▸ **Supplied entries**
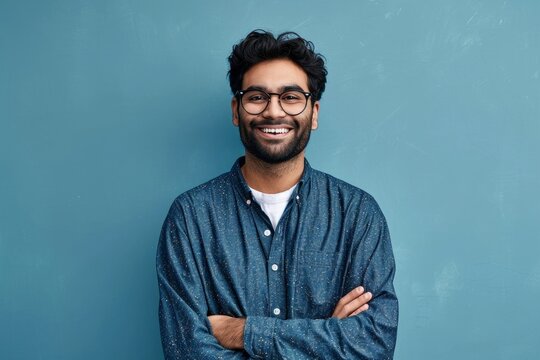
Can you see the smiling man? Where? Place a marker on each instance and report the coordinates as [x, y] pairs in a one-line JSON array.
[[274, 259]]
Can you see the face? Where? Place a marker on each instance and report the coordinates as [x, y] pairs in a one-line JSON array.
[[273, 136]]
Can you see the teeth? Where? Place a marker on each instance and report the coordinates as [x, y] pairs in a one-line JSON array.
[[275, 131]]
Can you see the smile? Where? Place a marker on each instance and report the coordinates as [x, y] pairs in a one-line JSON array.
[[275, 130]]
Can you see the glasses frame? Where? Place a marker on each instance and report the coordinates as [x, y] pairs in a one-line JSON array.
[[240, 94]]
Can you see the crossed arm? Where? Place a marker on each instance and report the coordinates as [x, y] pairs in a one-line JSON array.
[[229, 331], [353, 331]]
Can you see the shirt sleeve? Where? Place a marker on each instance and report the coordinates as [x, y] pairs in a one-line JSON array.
[[184, 325], [368, 335]]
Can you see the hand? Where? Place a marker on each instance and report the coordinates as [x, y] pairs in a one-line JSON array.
[[353, 303], [228, 330]]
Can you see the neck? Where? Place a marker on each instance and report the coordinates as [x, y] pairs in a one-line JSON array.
[[272, 178]]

▸ **What you are asked to do**
Please lay out every line of the listing above as a Markdown table with the columns Number and Line, skipping blank lines and leaving out the pictures.

▸ **Solution for this problem**
| Number | Line |
|---|---|
| 1 | Can you see the smiling man? Where? Place a marker on each instance and report the coordinates as [x, y] pairs in a one-line JSON array. |
| 2 | [[274, 259]] |
| 3 | Can you see the face? Where? Place a marker on each instance and report the coordinates as [x, y] pairs in a one-line JSON array. |
| 4 | [[273, 136]] |
| 5 | Can you see the teeth? Where? Place a marker on each instance and report the coordinates as [x, y] pairs in a one-line JSON array. |
| 6 | [[275, 131]] |
| 7 | Can you see the smile? Where? Place a marker on each instance and report the coordinates as [x, y] pairs in a one-line JSON array. |
| 8 | [[275, 130]] |
| 9 | Can you see the glasses frame? Where? Place a marker on each instance and report the coordinates as [x, y] pairs in a one-line JSON array. |
| 10 | [[240, 94]] |
| 11 | Can you see the crossed arm? Where? Place a marker on each instance and report the coordinates as [x, y] pairs in a one-line JSON array. |
| 12 | [[229, 331], [353, 331]] |
| 13 | Can you see the shirt sleeve? Where? Place a marker on each instance and report the coordinates as [x, y] pairs in a one-line JSON array. |
| 14 | [[184, 325], [368, 335]] |
| 15 | Can you see the hand? Where? Place a marker on each instance and report the coordinates as [x, y] pairs in a one-line JSON array. |
| 16 | [[353, 303], [228, 330]] |
| 17 | Can you see the neck? Where? Place a marker on each instance and report the coordinates as [x, y] pairs in a one-line JSON array. |
| 18 | [[272, 178]] |